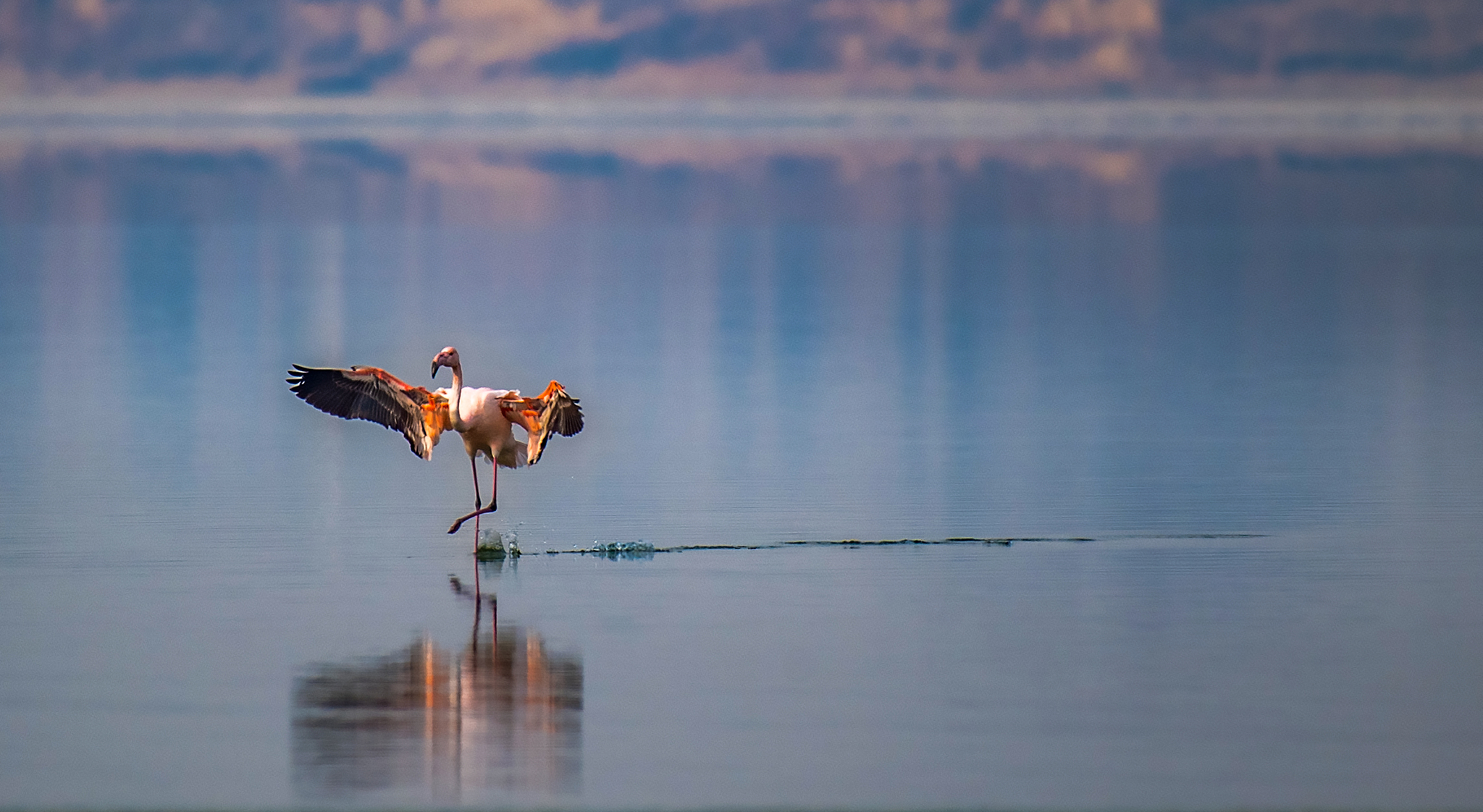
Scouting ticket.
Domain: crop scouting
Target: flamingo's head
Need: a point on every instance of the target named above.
(448, 358)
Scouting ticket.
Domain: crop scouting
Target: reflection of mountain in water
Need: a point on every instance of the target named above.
(500, 714)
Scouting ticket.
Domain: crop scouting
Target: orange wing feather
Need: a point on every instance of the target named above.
(552, 413)
(374, 394)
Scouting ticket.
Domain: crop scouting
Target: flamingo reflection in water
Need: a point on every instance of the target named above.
(482, 417)
(502, 714)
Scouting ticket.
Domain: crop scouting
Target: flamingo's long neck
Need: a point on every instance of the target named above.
(453, 399)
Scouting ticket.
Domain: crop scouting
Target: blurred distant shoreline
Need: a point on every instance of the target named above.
(1413, 119)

* _Short problem_: Render every line of the listing above as a numbered list, dropping any blank lines and leaving the pictures out.

* _Answer to this problem_:
1. Scouting ticket.
2. Domain: crop scouting
3. Target: flamingo's head
4. Need: a point on every instance of the target named above.
5. (448, 358)
6. Scouting ticket.
7. Domain: crop scouting
8. Target: reflection of mountain in water
9. Need: a point on every instance of the target named above.
10. (500, 714)
11. Scouting ticket.
12. Domain: crop scouting
13. Target: orange wing feather
14. Need: a point on every instance of the target named above.
15. (552, 413)
16. (374, 394)
17. Scouting ticket.
18. Domain: crop scouting
19. Target: flamingo reflection in water
20. Need: a point on every instance of the target named above.
21. (482, 417)
22. (502, 714)
23. Scouting ticket.
24. Domain: crop scouting
25. Target: flamingo's long neck
26. Need: a point on every instance of the target named above.
27. (453, 399)
28. Scouting ticket.
29. Domain: crop scouting
30. Target: blurred distant shoreline
31. Need: a point on every instance of the target named above.
32. (1413, 119)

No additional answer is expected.